> [PROVIDED TEXT]

[Start of section]

Imagine you’re one of the lucky few people in this world who writes a book, gets it published, and it goes on to be such a big hit that Hollywood comes calling and turns it into a movie. Double the good luck, right? These authors who hated the film adaptations of their novels didn’t see it that way.
Stanley Kubrick wasn’t just a talented filmmaker, he had range — he made classics in genres like science-fiction (A Clockwork Orange), erotic thriller (Eyes Wide Shut), war (Platoon), and even horror (The Shining). That last one, in which Jack Nicholson starred as the winter caretaker of the Overlook Hotel who slowly loses his mind to dark forces, is widely regarded as one of the best and scariest scary movies ever made. One notable critic of the 1980 movie: Stephen King, author of the novel upon which The Shining is based. He loathed Kubrick’s take, once saying that the director “couldn’t grasp the sheer inhuman evil of the Overlook Hotel. So he looked, instead, for evil in the characters and made the film into a domestic tragedy with only vaguely supernatural overtones.” King much prefers the relatively obscure remake of The Shining made for ABC in 1997.

[End of section]

> [PARTS OF THE EXERCISE]
(a) Do the following statements agree with the adaptations text? Please answer yes or no for each and quote the deciding words. (i) Stephen King prefers the ABC remake of The Shining. (ii) Jack Nicholson played the winter caretaker of the Overlook Hotel. (iii) Kubrick's film of The Shining came out in 1997.
(b) Write the next part of the text about authors who hated the film versions of their novels, starting after its final sentence.
The data that comes next is separate from the adaptations text.

> [SOURCE MATERIAL]
[Start of section]

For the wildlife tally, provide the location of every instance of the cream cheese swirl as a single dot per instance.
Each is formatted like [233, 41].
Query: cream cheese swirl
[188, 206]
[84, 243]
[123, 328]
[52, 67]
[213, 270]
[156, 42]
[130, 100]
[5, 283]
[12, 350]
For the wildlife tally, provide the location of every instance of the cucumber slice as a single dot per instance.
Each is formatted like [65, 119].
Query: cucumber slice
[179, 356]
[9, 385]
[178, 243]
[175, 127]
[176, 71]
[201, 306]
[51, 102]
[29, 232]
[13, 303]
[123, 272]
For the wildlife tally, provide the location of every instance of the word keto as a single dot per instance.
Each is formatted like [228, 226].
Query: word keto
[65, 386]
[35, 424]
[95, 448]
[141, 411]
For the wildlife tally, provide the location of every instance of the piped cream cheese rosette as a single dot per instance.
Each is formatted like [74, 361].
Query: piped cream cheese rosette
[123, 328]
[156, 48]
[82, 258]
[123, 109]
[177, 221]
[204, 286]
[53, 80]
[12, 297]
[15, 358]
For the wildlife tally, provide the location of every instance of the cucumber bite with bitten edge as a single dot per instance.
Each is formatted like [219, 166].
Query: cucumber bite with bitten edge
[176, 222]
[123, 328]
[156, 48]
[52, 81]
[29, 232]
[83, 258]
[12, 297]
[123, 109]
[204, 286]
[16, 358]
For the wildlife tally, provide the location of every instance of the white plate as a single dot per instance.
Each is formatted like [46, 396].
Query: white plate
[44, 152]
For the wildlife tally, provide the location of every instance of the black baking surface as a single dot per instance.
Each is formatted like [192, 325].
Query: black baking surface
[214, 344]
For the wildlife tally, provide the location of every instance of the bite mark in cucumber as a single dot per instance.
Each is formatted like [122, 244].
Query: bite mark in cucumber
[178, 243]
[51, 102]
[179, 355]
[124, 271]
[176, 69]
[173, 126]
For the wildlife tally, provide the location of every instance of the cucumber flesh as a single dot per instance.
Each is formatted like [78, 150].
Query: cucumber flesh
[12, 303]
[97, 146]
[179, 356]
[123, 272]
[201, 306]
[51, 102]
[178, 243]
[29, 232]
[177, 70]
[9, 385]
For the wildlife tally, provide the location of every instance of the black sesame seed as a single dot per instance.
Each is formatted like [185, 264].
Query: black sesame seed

[End of section]

> [YOUR WRITTEN ANSWERS]
(a)
(i) Yes: "King much prefers the relatively obscure remake of The Shining made for ABC in 1997."
(ii) Yes: "Jack Nicholson starred as the winter caretaker of the Overlook Hotel"
(iii) No: "One notable critic of the 1980 movie: Stephen King"

(b)
A Clockwork Orange
Anthony Burgess wasn’t pleased with a Kubrick adaptation of his work, but he at least shoulders part of the blame. He wrote A Clockwork Orange as a repudiation of violence and thuggery, but felt that the movie glorified its criminal characters’ appalling behavior. Burgess was so distraught over the film that he once said he “should not have written the book because of this danger of misinterpretation.”
The children’s novel about a kind spider and a humble pig is a tender, intimate, and transcendent story about the power of love, friendship, and sacrifice. It’s been adapted twice for the movies: a live-action version in 2006, and an animated one in 1973. It’s probably good that White died in 1985 and never saw the more recent film, because he didn’t much care for the first one. He thought it reduced his emotional story into commercial pabulum. “The story is interrupted every few minutes so that somebody can sign a jolly song,” White said. “I don’t care much for jolly songs.”
Charlie and the Chocolate Factory
Roald Dahl wrote many beloved children’s books, chief among them Charlie and the Chocolate Factory. It’s a moving tale about a poverty-stricken kid who wins a “golden ticket” to visit the mysterious and magical factory run by eccentric chocolatier Willy Wonka, and then, eventually “all his dreams come true.” The story is told through young Charlie Bucket’s eyes. The classic 1971 film adaptation also focuses on Charlie…until he arrives at the factory, when it becomes the Gene Wilder show. Dahl didn’t like how the movie focuses on the candyman, nor did he like Wilder’s slightly dark and edgy characterization. He once said Wilder was “insufficiently gay,” meaning “happy.” Dahl also really hated that the movie was retitled Willy Wonka and the Chocolate Factory.